What to work on = Which lines have the string "finial"? Copy all of them from the entries below.

------ Data to process ------

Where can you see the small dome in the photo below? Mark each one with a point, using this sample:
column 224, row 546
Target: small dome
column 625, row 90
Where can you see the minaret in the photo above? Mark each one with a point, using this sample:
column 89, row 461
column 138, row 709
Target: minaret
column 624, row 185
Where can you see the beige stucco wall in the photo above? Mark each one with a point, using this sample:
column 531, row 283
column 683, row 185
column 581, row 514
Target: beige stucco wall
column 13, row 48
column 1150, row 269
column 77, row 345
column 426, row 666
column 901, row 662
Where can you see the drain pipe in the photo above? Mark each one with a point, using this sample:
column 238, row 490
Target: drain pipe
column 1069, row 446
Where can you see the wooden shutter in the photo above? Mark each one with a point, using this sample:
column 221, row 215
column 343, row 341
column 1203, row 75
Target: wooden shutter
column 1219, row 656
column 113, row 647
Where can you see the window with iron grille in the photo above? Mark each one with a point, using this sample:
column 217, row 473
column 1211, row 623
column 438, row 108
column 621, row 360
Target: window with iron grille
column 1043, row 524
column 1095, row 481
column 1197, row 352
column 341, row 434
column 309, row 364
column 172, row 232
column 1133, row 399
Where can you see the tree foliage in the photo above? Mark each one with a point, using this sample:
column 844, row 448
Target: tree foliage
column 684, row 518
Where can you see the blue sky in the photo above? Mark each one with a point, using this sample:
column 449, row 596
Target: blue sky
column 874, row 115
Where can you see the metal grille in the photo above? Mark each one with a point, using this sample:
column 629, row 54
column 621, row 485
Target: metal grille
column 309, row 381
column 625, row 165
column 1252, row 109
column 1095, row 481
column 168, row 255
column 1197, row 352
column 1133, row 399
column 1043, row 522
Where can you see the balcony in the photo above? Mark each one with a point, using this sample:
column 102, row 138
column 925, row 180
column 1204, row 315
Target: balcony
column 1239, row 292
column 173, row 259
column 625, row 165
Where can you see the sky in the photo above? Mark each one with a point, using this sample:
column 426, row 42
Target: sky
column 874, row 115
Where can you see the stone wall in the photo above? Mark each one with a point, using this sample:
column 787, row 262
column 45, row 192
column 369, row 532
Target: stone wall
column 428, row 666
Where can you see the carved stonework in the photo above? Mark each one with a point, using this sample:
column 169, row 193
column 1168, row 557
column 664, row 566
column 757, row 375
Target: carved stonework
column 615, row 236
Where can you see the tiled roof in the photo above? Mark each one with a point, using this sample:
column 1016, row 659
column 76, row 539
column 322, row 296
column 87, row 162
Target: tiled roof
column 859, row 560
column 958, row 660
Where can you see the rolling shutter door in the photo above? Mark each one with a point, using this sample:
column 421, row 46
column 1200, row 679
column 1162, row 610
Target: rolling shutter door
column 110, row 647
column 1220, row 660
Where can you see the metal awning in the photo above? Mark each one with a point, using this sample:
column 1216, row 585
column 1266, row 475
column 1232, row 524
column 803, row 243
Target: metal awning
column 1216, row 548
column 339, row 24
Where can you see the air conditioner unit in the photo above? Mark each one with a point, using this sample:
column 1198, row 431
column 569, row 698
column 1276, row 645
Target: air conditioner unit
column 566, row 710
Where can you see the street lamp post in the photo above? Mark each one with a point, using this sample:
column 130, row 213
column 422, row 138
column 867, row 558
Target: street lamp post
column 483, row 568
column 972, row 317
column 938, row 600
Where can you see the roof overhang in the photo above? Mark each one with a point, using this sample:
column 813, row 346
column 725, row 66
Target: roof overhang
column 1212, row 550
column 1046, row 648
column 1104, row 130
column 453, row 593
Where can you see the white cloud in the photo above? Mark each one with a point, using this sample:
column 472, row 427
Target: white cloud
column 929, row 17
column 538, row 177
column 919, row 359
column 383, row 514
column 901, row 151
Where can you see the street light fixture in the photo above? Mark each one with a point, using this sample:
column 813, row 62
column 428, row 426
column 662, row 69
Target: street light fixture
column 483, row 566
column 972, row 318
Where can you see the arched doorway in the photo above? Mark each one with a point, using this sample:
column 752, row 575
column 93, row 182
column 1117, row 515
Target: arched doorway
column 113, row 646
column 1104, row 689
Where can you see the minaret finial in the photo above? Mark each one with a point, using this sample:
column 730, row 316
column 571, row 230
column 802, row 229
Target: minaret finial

------

Reply to the exercise =
Where can you see the minaret finial in the photo above? Mark each one with a point, using this sample:
Target: minaret finial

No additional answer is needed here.